> Passage to read:
Yohanns Bellaiche et Olivier Renaud

The European Research Council made no mistake when it demonstrated its confidence by granting one of the most sought-after European funding packages - a grant of 150,000 euros over 18 months - so that he can provide the proof of concept.

In concrete terms, the project selected by the European Research Council (ERC) plans to

develop an artificial intelligence IT tool that learns to recognize, using microscope images, when a biological phenomenon is about to occur, and then adapts the way the picture is taken, for example by zooming in, or taking a succession of images closer together in time

explains the project leader Yohanns Bellaïche, head of the Polarity, division, and morphogenesis team at the Institut Curie Research Center.

 

Today, without this type of system, either researchers keep an eye on their microscopes for hours waiting for the phenomenon that they want to observe - for example mitosis (cell division) or apoptosis (cell death) - to occur in order to capture images, or they program their microscope so that it takes thousands of photographs of samples to be sure of capturing the relevant phenomenon. In the first case, the observation is time-consuming for the researcher. In the second case, the operation produces very large quantities of unnecessary images that need to be analyzed to then keep just a few interesting ones, and furthermore the biological sample continuously photographed becomes damaged by the light.

As part of research funded by a previous ERC grant, Yohanns Bellaïche developed this idea which is "easy to have, harder to achieve," he admits. But he is upbeat: "we have an excellent imaging platform at Institut Curie and we've already done a lot of work with Varun Kapoor, a PhD student in image analysis, and Olivier Renaud, director of the imaging platform." During a previous project funded by the ERC, Yohanns Bellaïche and his colleagues have already developed this type of "deep learning" program to track and understand cell dynamics. A program must now be developed that can learn to recognize other interesting biological phenomena.

This is a recognition of our work and it's very interesting for Institut Curie, who could take a major step forward in this field of imaging through this project," adds Yohanns Bellaïche. "We want to create microscopes that don't just acquire images, but that react in real time. This innovation may be protected and developed since it may apply to a number of biological phenomena and could therefore be of interest to many laboratories throughout the world.

> Material shown:
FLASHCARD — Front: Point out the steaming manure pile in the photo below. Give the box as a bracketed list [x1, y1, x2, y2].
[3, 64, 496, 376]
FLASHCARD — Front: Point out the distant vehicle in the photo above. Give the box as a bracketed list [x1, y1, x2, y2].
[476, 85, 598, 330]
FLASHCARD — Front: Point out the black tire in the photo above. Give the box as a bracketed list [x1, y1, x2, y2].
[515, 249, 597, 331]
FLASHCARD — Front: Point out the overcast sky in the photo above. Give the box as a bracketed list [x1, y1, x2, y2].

> The problem:
Copy word for word the part of the passage about the ERC-funded microscope project above, from "Today, without this" to "by the light.".

> Exercise answer:
Today, without this type of system, either researchers keep an eye on their microscopes for hours waiting for the phenomenon that they want to observe - for example mitosis (cell division) or apoptosis (cell death) - to occur in order to capture images, or they program their microscope so that it takes thousands of photographs of samples to be sure of capturing the relevant phenomenon. In the first case, the observation is time-consuming for the researcher. In the second case, the operation produces very large quantities of unnecessary images that need to be analyzed to then keep just a few interesting ones, and furthermore the biological sample continuously photographed becomes damaged by the light.